Aim of the task: Collect every line from the rows below that contains the string "blurred", and copy each one on its own line.

Bounding box labeling entries
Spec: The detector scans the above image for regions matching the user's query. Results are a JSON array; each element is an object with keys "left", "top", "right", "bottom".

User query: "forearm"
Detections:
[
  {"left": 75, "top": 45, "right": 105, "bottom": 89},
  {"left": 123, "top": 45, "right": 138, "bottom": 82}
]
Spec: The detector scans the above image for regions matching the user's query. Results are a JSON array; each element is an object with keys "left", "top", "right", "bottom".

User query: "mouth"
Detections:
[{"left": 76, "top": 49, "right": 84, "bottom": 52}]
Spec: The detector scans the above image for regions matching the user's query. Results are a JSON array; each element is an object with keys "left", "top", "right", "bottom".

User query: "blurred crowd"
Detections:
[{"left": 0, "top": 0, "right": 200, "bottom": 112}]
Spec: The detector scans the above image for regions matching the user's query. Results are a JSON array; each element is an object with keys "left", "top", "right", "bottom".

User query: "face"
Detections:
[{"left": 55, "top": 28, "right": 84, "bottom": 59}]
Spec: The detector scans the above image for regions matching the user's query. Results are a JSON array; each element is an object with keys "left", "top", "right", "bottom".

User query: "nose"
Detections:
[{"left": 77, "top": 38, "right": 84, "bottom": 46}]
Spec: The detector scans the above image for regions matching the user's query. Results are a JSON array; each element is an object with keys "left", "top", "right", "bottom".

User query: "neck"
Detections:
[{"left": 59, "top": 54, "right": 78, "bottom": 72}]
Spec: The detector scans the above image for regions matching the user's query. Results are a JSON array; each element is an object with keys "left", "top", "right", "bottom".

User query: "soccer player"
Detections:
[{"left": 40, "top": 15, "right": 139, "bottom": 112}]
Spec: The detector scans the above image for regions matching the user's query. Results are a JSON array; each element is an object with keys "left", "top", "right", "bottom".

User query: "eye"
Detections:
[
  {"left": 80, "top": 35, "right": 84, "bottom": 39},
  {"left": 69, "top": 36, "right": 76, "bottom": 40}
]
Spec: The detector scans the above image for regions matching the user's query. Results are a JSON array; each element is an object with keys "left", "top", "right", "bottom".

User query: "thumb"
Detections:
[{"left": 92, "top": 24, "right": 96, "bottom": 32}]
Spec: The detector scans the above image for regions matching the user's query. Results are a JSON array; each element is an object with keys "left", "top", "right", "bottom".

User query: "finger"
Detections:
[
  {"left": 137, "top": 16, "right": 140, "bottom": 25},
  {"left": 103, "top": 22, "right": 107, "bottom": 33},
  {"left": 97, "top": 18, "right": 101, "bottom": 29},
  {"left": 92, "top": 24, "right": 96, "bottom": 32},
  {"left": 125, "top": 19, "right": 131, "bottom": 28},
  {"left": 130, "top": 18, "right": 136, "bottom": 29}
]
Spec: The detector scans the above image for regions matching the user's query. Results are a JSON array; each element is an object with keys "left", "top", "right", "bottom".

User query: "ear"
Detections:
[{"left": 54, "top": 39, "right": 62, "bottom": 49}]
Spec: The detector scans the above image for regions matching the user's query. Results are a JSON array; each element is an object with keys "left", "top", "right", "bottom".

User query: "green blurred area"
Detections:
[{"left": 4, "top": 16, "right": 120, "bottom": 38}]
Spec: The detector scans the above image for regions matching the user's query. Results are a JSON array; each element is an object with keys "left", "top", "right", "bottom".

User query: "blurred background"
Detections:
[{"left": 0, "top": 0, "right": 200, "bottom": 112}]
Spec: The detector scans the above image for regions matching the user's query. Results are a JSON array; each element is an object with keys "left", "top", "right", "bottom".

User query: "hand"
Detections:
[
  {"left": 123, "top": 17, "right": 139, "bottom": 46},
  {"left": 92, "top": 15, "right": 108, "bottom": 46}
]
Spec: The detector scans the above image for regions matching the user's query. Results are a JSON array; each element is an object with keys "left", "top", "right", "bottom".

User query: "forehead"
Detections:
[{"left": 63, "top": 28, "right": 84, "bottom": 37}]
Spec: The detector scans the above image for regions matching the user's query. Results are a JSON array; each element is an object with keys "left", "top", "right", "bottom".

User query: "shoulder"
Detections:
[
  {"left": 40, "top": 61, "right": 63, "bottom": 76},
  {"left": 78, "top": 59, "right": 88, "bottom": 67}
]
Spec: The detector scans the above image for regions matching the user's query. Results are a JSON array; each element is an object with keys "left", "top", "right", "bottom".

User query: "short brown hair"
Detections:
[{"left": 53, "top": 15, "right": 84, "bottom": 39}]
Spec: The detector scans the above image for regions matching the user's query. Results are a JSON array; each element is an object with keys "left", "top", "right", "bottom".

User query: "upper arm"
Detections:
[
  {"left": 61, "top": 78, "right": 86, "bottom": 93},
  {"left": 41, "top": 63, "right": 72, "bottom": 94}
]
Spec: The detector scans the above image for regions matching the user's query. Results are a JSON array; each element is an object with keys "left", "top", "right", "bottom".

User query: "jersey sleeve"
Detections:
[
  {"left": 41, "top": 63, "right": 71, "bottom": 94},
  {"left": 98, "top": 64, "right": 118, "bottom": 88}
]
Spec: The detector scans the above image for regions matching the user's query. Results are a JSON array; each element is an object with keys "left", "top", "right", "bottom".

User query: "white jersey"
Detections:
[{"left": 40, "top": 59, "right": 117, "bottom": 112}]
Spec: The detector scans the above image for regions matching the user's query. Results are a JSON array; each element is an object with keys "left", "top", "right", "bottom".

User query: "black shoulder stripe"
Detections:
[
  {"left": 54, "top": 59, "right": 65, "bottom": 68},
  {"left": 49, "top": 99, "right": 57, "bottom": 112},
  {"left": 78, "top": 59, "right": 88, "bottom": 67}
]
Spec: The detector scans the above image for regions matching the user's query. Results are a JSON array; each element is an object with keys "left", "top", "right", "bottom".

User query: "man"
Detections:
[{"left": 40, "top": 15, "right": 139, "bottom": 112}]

Response to the task:
User query: "blurred crowd"
User query: "green blurred area"
User query: "blurred background"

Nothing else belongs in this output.